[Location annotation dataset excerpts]
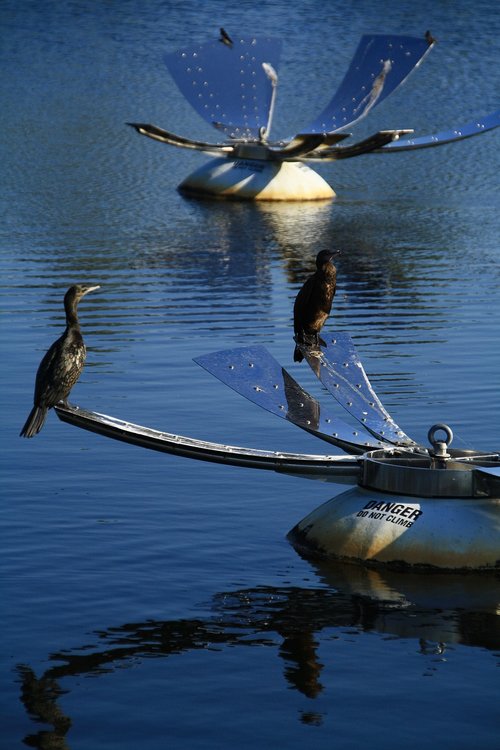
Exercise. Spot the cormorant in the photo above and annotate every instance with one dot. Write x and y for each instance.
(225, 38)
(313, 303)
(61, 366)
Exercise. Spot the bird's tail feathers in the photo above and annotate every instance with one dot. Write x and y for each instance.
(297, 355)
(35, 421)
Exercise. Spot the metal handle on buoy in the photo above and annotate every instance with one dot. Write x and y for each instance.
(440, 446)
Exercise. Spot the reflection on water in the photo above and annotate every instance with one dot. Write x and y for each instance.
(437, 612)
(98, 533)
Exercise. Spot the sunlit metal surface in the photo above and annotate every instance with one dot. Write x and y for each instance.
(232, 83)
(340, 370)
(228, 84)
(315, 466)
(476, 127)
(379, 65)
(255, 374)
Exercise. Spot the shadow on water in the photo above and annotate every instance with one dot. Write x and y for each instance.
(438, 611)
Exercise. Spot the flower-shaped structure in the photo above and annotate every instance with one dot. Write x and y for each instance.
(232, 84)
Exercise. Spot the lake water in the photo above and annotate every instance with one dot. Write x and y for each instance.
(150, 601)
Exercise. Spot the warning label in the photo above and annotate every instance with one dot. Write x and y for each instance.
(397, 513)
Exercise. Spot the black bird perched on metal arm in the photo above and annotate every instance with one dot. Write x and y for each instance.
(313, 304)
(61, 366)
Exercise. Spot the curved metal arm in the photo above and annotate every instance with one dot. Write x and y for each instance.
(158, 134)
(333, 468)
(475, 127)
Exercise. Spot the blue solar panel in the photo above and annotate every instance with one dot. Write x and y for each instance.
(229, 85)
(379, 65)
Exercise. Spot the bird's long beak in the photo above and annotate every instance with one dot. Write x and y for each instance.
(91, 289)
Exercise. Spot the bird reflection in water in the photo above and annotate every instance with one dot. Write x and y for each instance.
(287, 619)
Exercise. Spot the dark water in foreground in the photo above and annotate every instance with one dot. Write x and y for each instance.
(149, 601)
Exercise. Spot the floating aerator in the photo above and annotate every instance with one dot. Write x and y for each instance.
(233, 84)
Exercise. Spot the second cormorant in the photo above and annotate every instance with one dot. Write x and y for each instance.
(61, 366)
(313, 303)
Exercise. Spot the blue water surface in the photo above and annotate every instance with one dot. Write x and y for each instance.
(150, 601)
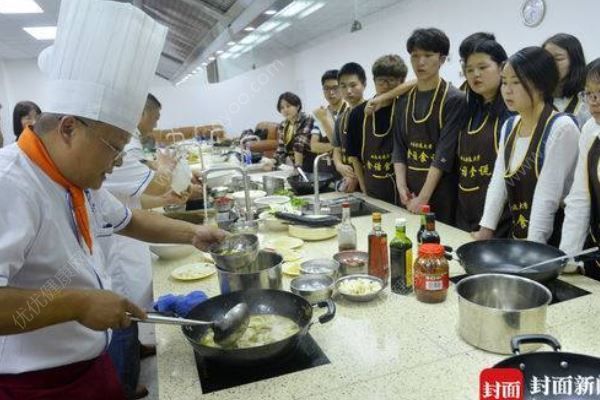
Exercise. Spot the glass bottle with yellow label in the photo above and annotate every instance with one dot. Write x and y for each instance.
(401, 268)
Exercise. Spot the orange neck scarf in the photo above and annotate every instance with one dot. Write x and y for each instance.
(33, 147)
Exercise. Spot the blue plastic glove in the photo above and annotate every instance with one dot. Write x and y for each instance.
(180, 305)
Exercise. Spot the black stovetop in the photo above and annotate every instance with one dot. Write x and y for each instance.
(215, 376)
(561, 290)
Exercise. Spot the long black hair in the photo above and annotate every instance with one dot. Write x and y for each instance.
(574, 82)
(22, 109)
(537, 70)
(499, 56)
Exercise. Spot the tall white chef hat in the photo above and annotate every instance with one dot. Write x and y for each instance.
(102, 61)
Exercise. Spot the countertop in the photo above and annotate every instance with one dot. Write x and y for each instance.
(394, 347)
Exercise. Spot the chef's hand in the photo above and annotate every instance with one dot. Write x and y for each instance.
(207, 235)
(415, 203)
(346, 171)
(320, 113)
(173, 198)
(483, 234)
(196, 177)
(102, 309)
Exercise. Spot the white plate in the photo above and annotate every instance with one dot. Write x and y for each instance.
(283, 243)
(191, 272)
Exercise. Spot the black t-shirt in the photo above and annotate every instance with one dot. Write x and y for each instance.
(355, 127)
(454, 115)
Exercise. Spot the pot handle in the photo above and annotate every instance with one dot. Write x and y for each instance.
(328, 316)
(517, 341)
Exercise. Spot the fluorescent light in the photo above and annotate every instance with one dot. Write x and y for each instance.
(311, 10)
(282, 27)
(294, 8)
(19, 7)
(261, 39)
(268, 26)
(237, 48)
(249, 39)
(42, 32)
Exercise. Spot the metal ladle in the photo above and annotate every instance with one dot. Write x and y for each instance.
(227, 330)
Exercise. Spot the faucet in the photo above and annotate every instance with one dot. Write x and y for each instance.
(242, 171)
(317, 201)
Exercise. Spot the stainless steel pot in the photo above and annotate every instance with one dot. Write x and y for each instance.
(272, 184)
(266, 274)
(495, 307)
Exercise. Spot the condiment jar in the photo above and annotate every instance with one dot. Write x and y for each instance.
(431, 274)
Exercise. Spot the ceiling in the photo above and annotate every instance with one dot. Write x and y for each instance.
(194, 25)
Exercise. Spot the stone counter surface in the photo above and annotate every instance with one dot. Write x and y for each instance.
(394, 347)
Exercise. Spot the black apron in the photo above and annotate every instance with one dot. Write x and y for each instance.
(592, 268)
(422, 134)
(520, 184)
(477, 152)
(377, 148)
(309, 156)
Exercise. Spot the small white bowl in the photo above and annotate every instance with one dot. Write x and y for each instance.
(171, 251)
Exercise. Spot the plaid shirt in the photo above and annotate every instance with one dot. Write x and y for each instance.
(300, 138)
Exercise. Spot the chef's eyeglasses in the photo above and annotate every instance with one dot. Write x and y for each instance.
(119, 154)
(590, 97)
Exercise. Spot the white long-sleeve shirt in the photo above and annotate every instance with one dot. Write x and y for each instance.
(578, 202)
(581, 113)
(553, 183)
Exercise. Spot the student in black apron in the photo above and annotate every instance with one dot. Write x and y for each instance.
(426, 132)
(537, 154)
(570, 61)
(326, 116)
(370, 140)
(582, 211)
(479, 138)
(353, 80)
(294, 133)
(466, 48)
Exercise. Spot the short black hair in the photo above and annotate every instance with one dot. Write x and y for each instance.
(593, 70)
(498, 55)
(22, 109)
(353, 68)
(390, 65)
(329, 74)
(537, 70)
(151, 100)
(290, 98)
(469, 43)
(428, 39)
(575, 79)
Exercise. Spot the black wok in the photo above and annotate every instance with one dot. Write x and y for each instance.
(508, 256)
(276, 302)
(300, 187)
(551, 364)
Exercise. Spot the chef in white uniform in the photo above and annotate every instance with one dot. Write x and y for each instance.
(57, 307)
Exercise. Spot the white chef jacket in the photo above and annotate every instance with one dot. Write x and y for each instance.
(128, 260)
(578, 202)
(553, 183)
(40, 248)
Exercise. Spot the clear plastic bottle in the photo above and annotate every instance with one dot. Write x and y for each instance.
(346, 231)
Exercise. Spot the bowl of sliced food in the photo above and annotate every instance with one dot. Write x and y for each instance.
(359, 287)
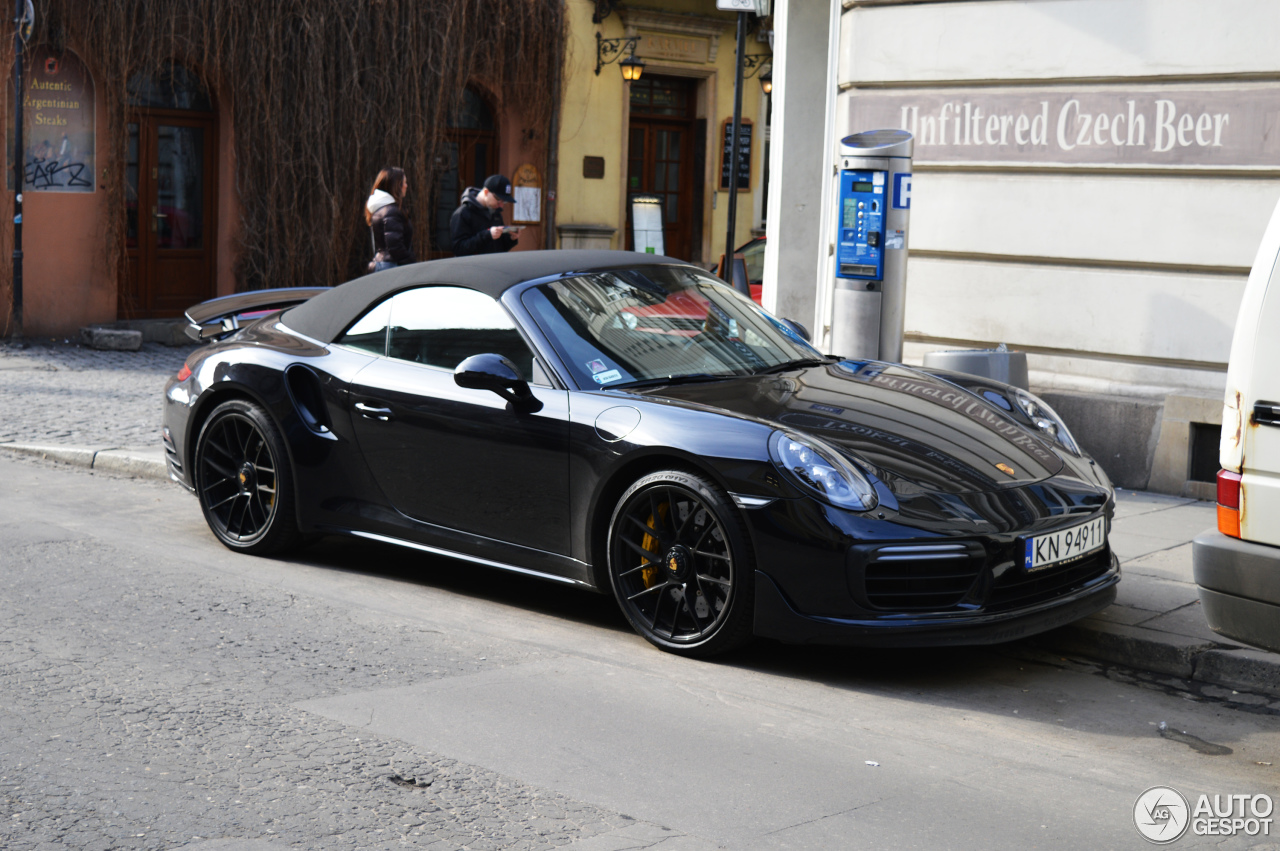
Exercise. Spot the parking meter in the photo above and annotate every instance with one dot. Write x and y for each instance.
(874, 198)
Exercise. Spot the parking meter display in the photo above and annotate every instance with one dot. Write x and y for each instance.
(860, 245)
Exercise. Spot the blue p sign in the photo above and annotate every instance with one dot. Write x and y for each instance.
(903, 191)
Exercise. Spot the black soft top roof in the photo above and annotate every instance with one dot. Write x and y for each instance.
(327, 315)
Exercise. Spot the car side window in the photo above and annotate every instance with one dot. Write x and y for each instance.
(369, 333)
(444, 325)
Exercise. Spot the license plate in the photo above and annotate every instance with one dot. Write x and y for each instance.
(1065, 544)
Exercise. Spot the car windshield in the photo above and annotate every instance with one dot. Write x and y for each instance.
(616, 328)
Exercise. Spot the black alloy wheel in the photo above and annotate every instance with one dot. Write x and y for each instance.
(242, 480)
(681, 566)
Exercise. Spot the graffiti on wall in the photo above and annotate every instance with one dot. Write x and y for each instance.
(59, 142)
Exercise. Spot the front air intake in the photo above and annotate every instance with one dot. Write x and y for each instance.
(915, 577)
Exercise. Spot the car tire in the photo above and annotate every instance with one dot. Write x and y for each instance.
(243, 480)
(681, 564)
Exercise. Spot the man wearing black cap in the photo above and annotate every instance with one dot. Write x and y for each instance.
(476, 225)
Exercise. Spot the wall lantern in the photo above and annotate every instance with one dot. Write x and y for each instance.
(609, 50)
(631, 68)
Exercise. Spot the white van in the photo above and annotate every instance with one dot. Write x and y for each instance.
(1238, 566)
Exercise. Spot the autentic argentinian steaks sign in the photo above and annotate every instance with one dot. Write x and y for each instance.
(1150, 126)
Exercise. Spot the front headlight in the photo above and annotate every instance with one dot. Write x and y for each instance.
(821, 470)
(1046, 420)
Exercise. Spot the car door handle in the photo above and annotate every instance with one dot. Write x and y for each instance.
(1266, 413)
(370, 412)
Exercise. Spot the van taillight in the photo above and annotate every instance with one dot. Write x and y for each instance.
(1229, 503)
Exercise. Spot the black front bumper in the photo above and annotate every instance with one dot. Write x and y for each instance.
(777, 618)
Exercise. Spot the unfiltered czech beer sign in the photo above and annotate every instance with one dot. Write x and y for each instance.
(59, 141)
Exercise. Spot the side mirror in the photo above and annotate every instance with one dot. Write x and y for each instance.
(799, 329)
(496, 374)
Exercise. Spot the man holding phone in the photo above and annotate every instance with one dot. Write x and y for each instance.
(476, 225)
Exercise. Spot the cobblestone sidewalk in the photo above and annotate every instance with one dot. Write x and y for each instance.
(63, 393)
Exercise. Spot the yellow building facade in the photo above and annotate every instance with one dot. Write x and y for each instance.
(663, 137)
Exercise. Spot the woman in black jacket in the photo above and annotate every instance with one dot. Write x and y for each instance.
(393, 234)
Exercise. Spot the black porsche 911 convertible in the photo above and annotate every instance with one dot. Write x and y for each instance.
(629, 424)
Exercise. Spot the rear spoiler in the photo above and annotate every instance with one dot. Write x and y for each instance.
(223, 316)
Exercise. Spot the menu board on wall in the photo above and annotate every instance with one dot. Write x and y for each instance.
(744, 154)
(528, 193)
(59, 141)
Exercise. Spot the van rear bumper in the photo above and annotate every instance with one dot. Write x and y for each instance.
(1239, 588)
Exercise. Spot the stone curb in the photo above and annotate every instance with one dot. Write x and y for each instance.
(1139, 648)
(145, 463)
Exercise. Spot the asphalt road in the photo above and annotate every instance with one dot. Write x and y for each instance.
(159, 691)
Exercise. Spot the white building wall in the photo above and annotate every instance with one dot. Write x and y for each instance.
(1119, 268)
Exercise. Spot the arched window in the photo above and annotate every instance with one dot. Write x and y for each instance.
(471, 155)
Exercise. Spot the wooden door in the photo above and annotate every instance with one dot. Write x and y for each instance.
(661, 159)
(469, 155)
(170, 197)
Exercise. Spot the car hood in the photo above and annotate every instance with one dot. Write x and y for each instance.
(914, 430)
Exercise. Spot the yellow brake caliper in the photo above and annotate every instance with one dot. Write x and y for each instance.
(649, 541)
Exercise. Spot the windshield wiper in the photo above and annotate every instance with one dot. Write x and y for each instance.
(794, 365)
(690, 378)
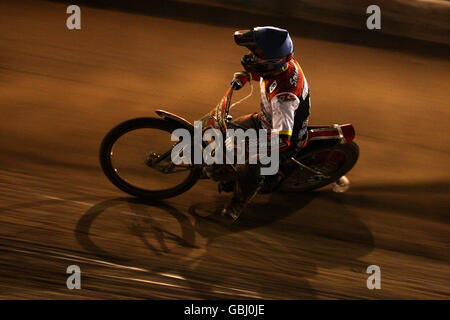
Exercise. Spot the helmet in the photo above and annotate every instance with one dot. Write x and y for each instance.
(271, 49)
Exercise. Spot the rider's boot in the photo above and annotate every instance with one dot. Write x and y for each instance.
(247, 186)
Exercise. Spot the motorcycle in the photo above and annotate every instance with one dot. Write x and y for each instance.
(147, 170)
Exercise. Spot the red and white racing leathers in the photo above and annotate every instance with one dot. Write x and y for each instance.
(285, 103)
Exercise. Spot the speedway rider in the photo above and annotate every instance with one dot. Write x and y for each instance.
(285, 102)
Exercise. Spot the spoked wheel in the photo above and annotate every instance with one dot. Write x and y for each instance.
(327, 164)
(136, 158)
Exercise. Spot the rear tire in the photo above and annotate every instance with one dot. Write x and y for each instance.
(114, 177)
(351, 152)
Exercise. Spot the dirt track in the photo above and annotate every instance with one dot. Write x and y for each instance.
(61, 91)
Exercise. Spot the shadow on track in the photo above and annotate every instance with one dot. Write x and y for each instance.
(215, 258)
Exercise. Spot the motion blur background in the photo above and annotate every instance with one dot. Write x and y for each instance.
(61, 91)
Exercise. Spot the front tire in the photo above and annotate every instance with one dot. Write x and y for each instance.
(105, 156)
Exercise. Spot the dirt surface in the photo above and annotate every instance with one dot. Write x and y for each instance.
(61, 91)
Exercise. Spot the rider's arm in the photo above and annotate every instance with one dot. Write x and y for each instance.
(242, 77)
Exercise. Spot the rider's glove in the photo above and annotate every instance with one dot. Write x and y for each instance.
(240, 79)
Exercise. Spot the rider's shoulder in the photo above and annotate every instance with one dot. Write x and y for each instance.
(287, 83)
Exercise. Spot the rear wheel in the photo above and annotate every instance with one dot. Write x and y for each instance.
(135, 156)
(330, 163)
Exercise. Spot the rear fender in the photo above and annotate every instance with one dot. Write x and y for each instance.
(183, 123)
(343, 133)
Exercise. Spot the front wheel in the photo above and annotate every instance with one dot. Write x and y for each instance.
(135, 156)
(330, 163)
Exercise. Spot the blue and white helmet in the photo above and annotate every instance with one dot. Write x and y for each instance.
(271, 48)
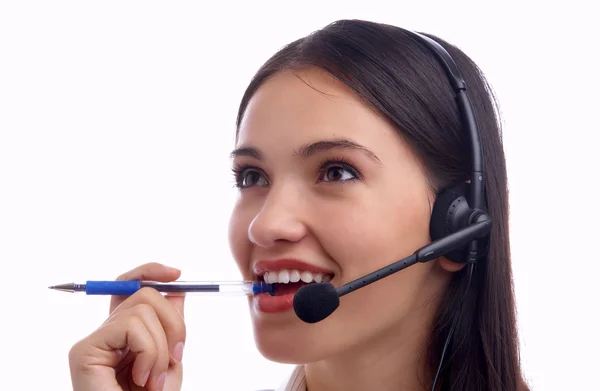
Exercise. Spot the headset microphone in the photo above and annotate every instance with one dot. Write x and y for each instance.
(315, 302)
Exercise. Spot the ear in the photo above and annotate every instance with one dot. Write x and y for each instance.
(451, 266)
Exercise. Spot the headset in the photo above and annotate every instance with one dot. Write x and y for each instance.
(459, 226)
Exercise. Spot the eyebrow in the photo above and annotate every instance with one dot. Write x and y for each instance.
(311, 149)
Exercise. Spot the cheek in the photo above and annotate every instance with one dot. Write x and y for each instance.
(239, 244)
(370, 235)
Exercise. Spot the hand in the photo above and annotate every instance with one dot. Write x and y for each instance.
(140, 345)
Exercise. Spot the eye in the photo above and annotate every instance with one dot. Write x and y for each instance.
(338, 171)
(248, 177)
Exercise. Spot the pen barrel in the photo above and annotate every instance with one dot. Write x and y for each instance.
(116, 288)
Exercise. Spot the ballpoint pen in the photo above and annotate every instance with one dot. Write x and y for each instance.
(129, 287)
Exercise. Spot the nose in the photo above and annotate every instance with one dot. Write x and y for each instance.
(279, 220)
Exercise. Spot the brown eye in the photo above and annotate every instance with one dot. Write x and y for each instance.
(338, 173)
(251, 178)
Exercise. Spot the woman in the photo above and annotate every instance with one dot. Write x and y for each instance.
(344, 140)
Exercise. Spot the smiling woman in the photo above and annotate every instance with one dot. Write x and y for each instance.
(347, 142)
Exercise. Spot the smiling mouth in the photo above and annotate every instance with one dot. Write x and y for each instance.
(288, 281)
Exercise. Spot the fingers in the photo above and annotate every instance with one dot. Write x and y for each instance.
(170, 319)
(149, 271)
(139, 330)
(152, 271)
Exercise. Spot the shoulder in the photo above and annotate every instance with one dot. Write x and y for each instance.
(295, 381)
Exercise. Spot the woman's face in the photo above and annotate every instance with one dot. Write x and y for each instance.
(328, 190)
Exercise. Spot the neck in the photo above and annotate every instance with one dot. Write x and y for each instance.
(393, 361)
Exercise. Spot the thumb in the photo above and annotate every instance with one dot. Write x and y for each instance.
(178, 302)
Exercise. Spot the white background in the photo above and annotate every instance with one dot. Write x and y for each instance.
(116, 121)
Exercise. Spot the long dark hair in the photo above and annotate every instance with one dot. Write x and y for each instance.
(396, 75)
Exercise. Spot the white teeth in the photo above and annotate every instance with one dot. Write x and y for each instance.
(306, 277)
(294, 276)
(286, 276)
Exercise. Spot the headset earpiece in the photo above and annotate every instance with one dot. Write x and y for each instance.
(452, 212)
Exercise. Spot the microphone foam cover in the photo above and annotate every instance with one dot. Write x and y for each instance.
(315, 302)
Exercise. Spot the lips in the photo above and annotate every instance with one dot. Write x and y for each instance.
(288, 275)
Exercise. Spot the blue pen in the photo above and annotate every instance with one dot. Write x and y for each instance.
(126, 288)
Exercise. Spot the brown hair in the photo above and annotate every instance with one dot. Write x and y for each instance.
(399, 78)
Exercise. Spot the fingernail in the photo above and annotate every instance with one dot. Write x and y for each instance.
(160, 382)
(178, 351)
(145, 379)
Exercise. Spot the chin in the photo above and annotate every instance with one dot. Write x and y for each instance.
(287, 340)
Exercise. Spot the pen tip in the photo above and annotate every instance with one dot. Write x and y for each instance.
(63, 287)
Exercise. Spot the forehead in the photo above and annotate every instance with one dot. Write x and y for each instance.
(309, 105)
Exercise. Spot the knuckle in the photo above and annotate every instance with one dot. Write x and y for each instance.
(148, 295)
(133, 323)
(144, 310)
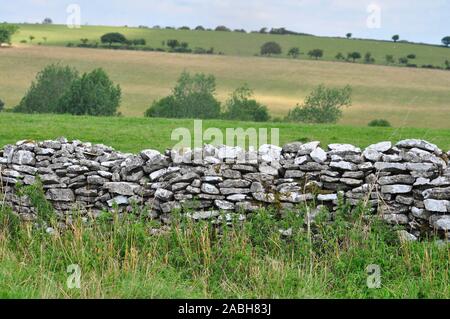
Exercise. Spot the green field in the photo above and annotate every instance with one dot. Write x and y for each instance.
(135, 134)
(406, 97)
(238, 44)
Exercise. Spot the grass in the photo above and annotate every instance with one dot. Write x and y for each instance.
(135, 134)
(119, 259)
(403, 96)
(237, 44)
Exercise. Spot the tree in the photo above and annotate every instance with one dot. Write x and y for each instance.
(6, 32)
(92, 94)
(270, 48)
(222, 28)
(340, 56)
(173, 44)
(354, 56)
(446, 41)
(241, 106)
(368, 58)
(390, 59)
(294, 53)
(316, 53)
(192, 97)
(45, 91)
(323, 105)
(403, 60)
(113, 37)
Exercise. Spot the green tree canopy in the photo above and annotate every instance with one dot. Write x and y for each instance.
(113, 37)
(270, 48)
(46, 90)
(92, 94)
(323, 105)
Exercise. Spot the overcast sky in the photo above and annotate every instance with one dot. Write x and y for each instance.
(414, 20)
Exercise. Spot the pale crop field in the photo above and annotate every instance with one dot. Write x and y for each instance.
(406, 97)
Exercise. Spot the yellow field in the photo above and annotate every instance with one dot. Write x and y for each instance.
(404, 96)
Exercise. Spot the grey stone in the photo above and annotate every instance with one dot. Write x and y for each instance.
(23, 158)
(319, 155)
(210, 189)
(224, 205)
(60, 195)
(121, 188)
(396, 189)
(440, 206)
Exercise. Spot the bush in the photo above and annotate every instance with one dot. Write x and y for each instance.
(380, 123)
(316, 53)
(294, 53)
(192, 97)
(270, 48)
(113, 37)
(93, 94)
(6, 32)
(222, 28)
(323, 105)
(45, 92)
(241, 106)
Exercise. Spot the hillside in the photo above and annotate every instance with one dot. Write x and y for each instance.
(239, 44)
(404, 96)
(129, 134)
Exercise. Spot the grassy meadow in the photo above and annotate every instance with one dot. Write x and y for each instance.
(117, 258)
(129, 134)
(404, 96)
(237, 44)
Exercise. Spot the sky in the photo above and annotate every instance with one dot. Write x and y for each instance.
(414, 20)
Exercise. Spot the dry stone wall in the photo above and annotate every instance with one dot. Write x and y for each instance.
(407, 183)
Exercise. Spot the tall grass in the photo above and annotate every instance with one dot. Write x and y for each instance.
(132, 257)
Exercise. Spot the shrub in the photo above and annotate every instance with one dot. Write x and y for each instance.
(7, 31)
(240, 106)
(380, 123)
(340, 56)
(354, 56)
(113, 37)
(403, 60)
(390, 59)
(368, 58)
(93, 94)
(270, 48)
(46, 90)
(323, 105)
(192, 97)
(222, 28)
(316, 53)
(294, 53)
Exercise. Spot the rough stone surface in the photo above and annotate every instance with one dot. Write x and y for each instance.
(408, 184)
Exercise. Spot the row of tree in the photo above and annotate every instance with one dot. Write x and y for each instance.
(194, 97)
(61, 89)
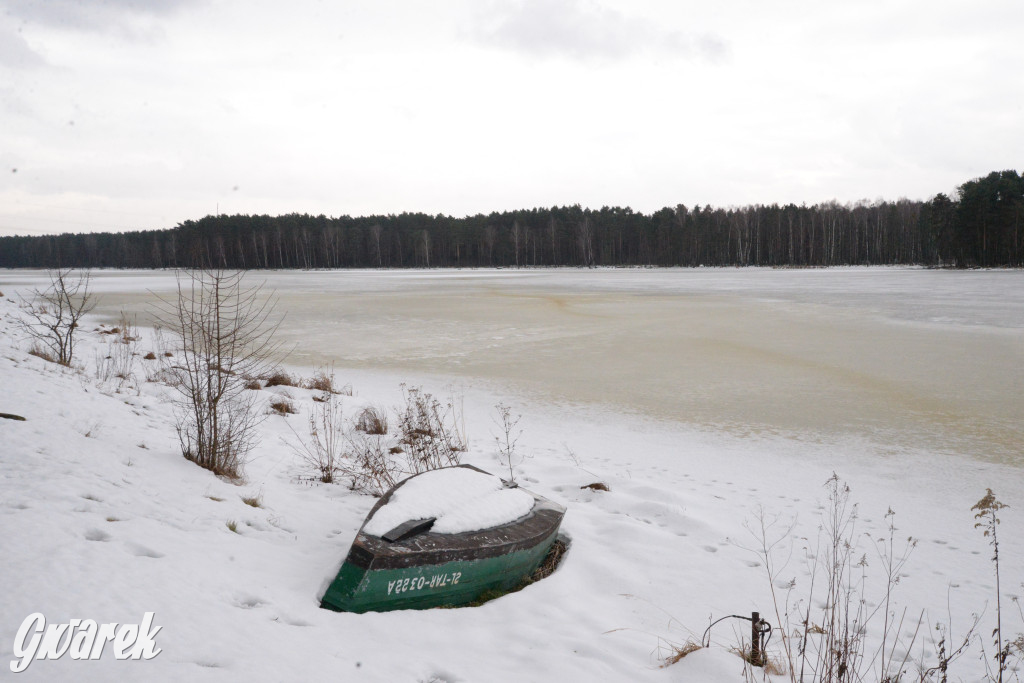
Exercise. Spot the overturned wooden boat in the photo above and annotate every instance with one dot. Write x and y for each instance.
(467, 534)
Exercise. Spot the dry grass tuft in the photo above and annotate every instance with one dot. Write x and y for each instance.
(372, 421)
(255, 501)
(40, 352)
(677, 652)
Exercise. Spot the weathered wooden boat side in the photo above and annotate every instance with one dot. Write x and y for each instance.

Set problem: Set down, unchanged, only the lines running from the line with "Exercise. Spot the sky" to the last line, including both. Pictures stay out of the copy.

In response:
Exercise. Spot the sky in the photo above and annotate every instance with one dot. Write x and y for each instance.
(414, 20)
Exercise. Spot the dry stone wall in the photo above and annotate every instance with one dot. Write x and y for each instance.
(407, 183)
Exercise. Spot the tall grass in the photo above and annotate every instance with one dot. Write x and y for each instance.
(132, 257)
Exercise. Spot the shrub in the photo above and annotate every instance with one dot. Write x and y for each instance.
(7, 31)
(240, 106)
(380, 123)
(340, 56)
(354, 56)
(113, 37)
(403, 60)
(390, 59)
(368, 58)
(93, 94)
(270, 48)
(46, 90)
(323, 105)
(192, 97)
(222, 28)
(316, 53)
(294, 53)
Exercise. Spot the rough stone surface in the photo above and annotate every instance with one dot. Write x and y for each instance.
(408, 184)
Exercise. Spot the row of tree in the photo above and annotate every instance with one dot. Write x and y for each instance.
(194, 97)
(61, 89)
Exercise. Spot the overturned wooden boat in the photo above and annotate every instance with one dot. Write x and y for each instance.
(467, 534)
Exercise. Spot the dry grass tuft in the photo above and annotate every instance with one dot. Write x and y for each instance.
(372, 421)
(255, 501)
(40, 352)
(677, 652)
Exercise. Spot the weathered wooden boat side in the photo above and annotate every instance with one dot. Write x and y for each instance.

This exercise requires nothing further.